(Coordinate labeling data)
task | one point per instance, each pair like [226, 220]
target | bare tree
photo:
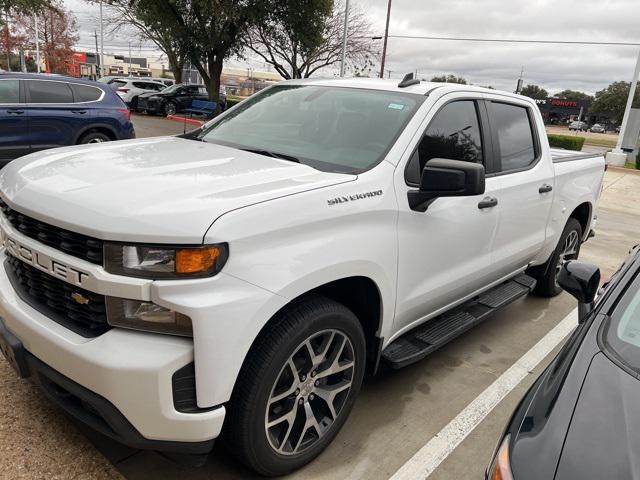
[122, 14]
[300, 49]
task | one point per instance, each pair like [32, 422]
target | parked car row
[579, 126]
[45, 111]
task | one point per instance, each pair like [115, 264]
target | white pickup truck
[246, 276]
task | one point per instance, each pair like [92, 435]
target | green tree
[574, 95]
[124, 13]
[535, 92]
[299, 38]
[450, 78]
[612, 100]
[210, 30]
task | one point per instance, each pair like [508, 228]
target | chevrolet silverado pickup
[243, 278]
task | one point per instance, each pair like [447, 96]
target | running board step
[433, 334]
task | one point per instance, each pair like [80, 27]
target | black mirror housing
[443, 177]
[582, 281]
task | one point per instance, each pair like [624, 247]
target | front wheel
[170, 108]
[297, 386]
[568, 248]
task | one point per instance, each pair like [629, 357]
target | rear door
[526, 183]
[14, 130]
[54, 120]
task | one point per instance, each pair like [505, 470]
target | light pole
[344, 38]
[618, 156]
[101, 43]
[35, 19]
[386, 37]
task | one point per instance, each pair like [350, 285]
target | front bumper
[130, 371]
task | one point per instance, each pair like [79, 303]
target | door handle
[487, 202]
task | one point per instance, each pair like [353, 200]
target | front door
[445, 252]
[14, 136]
[526, 184]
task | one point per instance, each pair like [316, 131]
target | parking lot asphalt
[397, 413]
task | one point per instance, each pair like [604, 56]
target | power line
[509, 40]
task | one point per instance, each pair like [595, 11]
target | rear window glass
[515, 136]
[43, 91]
[85, 93]
[9, 91]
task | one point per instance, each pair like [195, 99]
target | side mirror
[442, 177]
[581, 280]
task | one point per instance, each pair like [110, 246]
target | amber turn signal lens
[501, 468]
[195, 260]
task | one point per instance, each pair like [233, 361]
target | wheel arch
[583, 213]
[361, 295]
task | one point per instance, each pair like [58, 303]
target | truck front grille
[76, 244]
[54, 299]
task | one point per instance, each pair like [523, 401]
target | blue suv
[46, 111]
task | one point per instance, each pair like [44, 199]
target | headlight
[146, 316]
[164, 262]
[501, 467]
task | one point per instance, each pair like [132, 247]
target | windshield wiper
[267, 153]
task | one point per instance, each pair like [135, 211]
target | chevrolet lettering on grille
[41, 261]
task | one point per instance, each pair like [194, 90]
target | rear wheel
[568, 248]
[94, 137]
[297, 387]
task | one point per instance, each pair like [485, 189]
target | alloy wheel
[310, 392]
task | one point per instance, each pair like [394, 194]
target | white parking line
[427, 459]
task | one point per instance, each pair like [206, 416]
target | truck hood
[156, 190]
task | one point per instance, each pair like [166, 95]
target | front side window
[515, 135]
[454, 134]
[9, 91]
[49, 92]
[333, 129]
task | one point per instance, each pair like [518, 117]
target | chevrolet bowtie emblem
[79, 298]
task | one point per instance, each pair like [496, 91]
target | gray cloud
[555, 67]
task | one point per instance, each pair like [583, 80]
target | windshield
[170, 89]
[623, 330]
[332, 129]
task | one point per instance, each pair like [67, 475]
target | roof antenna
[408, 80]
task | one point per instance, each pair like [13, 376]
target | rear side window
[85, 93]
[9, 91]
[515, 135]
[454, 133]
[49, 92]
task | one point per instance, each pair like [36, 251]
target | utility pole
[35, 19]
[98, 61]
[386, 38]
[618, 156]
[101, 41]
[344, 38]
[7, 33]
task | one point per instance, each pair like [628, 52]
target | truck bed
[560, 155]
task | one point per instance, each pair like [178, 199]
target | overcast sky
[555, 67]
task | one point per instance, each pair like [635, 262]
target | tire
[289, 443]
[546, 275]
[169, 108]
[94, 137]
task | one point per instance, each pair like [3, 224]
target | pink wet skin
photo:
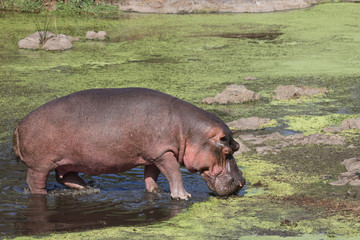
[102, 131]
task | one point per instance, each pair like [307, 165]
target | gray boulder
[293, 92]
[233, 94]
[50, 41]
[101, 35]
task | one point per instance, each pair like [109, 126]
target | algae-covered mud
[194, 57]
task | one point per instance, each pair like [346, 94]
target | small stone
[250, 78]
[340, 182]
[233, 94]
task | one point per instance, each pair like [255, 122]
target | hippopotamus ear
[225, 148]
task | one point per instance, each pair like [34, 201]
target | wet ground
[193, 57]
[110, 200]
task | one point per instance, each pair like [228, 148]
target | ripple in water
[111, 200]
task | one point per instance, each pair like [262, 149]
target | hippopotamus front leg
[169, 167]
[151, 175]
[36, 181]
[71, 180]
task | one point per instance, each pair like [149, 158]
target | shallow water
[111, 200]
[190, 57]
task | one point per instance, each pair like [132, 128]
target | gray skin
[103, 131]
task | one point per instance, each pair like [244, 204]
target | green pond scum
[196, 56]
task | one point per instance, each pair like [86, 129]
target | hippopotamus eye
[223, 139]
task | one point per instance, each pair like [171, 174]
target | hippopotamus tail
[16, 145]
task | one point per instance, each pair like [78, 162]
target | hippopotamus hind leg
[71, 180]
[36, 181]
[151, 174]
[169, 167]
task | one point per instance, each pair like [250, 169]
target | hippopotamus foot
[169, 167]
[71, 180]
[151, 174]
[37, 181]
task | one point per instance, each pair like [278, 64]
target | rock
[33, 41]
[339, 182]
[350, 124]
[250, 78]
[51, 41]
[251, 123]
[352, 166]
[345, 125]
[91, 35]
[293, 92]
[233, 94]
[58, 43]
[189, 6]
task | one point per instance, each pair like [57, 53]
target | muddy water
[111, 200]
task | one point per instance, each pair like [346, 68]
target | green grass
[189, 57]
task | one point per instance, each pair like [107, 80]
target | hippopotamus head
[215, 161]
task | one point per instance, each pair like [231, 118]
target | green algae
[314, 124]
[189, 57]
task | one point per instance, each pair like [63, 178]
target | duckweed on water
[189, 57]
[314, 124]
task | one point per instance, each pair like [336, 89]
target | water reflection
[112, 200]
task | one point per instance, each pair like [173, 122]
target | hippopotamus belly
[103, 131]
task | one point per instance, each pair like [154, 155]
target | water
[111, 200]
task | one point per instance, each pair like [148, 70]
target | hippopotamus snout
[230, 180]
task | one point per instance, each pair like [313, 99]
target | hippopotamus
[104, 131]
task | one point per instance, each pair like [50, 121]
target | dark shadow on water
[111, 200]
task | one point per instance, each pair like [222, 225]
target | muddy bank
[275, 142]
[191, 6]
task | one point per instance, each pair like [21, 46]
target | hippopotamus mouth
[227, 182]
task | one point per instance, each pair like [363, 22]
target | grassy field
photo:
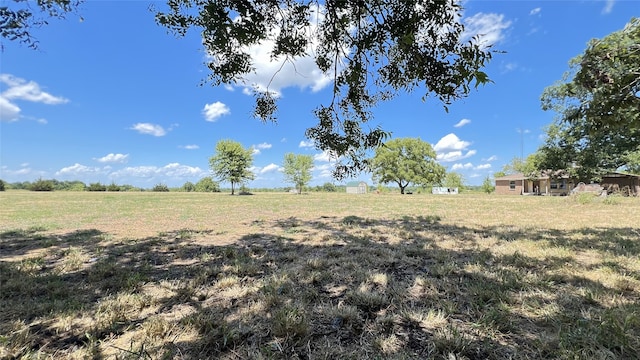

> [Instructions for the task] Set down the complete material exactly, but do not include the images.

> [Final result]
task | one point per instance, each pair like [226, 220]
target | bare tree
photo:
[122, 14]
[300, 49]
task | one point per instance, each pair like [32, 422]
target | parked car row
[579, 126]
[45, 111]
task | one point per instance, each pair like [115, 264]
target | white pickup truck
[246, 276]
task | one point per instance, each pair like [92, 435]
target | green tree
[574, 95]
[124, 13]
[535, 92]
[299, 38]
[450, 78]
[612, 100]
[210, 30]
task | one point per instance, each pair like [508, 228]
target | chevrolet silverado pickup
[243, 278]
task | one point per instance, each pair like [447, 96]
target | running board step
[433, 334]
task | one point per instance, each pair like [80, 27]
target | black mirror housing
[443, 177]
[582, 281]
task | one point per instance, each pair like [624, 247]
target | front wheel
[170, 108]
[297, 386]
[568, 248]
task | one point per instance, each pair like [629, 357]
target | rear door
[526, 183]
[14, 130]
[54, 120]
task | one point per instance, each pair like [505, 470]
target | light pole
[344, 38]
[618, 156]
[101, 43]
[35, 19]
[386, 37]
task | one point per instance, each pair like [350, 285]
target | front bumper
[130, 371]
task | one point per instance, each pair like [79, 303]
target | door handle
[487, 202]
task | one point per instance, each pair like [353, 200]
target | front door
[445, 252]
[14, 136]
[526, 184]
task | one point per instance, each pair like [316, 131]
target | parking lot asphalt
[397, 413]
task | one point per instance, each pair like [604, 56]
target | power line
[509, 40]
task | one point per instance, each pair like [595, 11]
target | rear window glass
[515, 136]
[43, 91]
[85, 93]
[9, 91]
task | one point per instance, each pair like [195, 99]
target | side mirror
[442, 177]
[581, 280]
task | one point per instance, each pair like [110, 246]
target | amber turn signal lens
[501, 468]
[195, 260]
task | one point per instance, each pair like [233, 361]
target | wheel arch
[583, 213]
[361, 295]
task | one point per instance, each pair like [58, 303]
target | truck front grille
[76, 244]
[54, 299]
task | one point per instance, each pair like [523, 401]
target | blue suv
[46, 111]
task | one point per instance, each pair like [44, 199]
target | headlight
[146, 316]
[164, 262]
[501, 467]
task | one point per instance, each pair like [132, 247]
target | windshield wiper
[267, 153]
task | one point per instance, each pair like [135, 211]
target | chevrolet lettering on grille
[41, 261]
task | one point per instance, each pair like [194, 90]
target | rear wheel
[568, 248]
[94, 137]
[297, 387]
task | one point per instance, each pair like [485, 189]
target | alloy wheel
[310, 392]
task | one point per instance, each pair like [394, 194]
target | white parking line
[427, 459]
task | one point per instance, each pair like [206, 416]
target | truck hood
[156, 190]
task | one point per instance, each pair like [166, 95]
target | front side window
[515, 135]
[454, 134]
[9, 91]
[49, 92]
[333, 129]
task | one point per instance, each pair like [518, 117]
target | chevrolet bowtie emblem
[79, 298]
task | one point per instance, each pair like [496, 91]
target | gray cloud
[555, 67]
task | one point per instance, each pair like [583, 80]
target | windshield
[170, 89]
[623, 330]
[332, 129]
task | one point per instance, each pair like [67, 475]
target | roof antenna
[408, 80]
task | one point per instance, each pair like [13, 376]
target | rear side window
[85, 93]
[9, 91]
[515, 135]
[454, 133]
[49, 92]
task | one point per instance, each pair like [36, 251]
target | utility pole
[35, 19]
[98, 61]
[386, 38]
[618, 156]
[101, 41]
[344, 38]
[7, 33]
task | one point per instance, each pair like [628, 52]
target | truck bed
[560, 155]
task | one point per instance, each pair like [178, 199]
target | overcast sky
[555, 67]
task | one point per instance, each pair like [635, 262]
target | tire
[289, 443]
[546, 275]
[169, 108]
[94, 137]
task | one point per instance, each pair like [3, 224]
target | pink wet skin
photo:
[102, 131]
task | one point per instance, each pair like [307, 165]
target | gray boulder
[293, 92]
[233, 94]
[50, 41]
[101, 35]
task | one point per instance, each pair like [109, 126]
target | algae-covered mud
[194, 57]
task | one point per instance, each pair like [346, 94]
target | small stone
[250, 78]
[340, 182]
[233, 94]
task | one point per instance, each pair like [255, 122]
target | hippopotamus ear
[225, 148]
task | one point per instance, each pair like [34, 201]
target | wet ground
[193, 57]
[110, 200]
task | one point per instance, each pair like [228, 148]
target | ripple in water
[111, 200]
task | one point per instance, each pair like [262, 149]
target | hippopotamus front leg
[169, 167]
[151, 175]
[36, 181]
[71, 180]
task | one point per instance, each pair like [149, 158]
target | shallow water
[111, 200]
[190, 57]
task | one point per instance, each pair like [132, 128]
target | gray skin
[103, 131]
task | one point per instance, each pair like [244, 204]
target | green pond scum
[196, 56]
task | one point per instance, each pair like [86, 129]
target | hippopotamus eye
[223, 139]
task | one point per instance, each pair like [171, 174]
target | hippopotamus tail
[16, 145]
task | one point per instance, each pair like [78, 162]
target | hippopotamus hind leg
[71, 180]
[36, 181]
[151, 174]
[169, 167]
task | one point per instance, each pair like [250, 169]
target | hippopotamus foot
[169, 167]
[71, 180]
[151, 174]
[37, 181]
task | one point per instance, each pair like [278, 64]
target | rock
[33, 41]
[339, 182]
[350, 124]
[250, 78]
[51, 41]
[251, 123]
[352, 166]
[345, 125]
[91, 35]
[293, 92]
[233, 94]
[58, 43]
[189, 6]
task | one point per instance, each pair like [57, 53]
target | muddy water
[111, 200]
task | one point per instance, each pair like [346, 68]
target | green grass
[189, 57]
task | one point per instance, each pair like [107, 80]
target | hippopotamus head
[215, 161]
task | one point per instance, each pair like [231, 118]
target | green algae
[314, 124]
[189, 57]
task | one point per instance, each pair like [63, 178]
target | duckweed on water
[189, 57]
[314, 124]
task | one point per instance, each pair like [336, 89]
target | water reflection
[112, 200]
task | one point per instance, each pair like [173, 122]
target | hippopotamus belly
[103, 131]
task | one point per instance, each pair like [154, 155]
target | water
[111, 200]
task | one point per instance, each pair like [148, 70]
target | hippopotamus snout
[230, 180]
task | one point per instance, each pair like [313, 99]
target | hippopotamus
[104, 131]
task | one point per instance, each pair like [50, 121]
target | dark shadow on water
[111, 200]
task | one point per instance, each pair like [222, 225]
target | muddy bank
[275, 142]
[191, 6]
task | one point per instance, each pair like [21, 46]
target | hippopotamus mouth
[227, 182]
task | one point per instance, each pair like [363, 22]
target | grassy field
photo:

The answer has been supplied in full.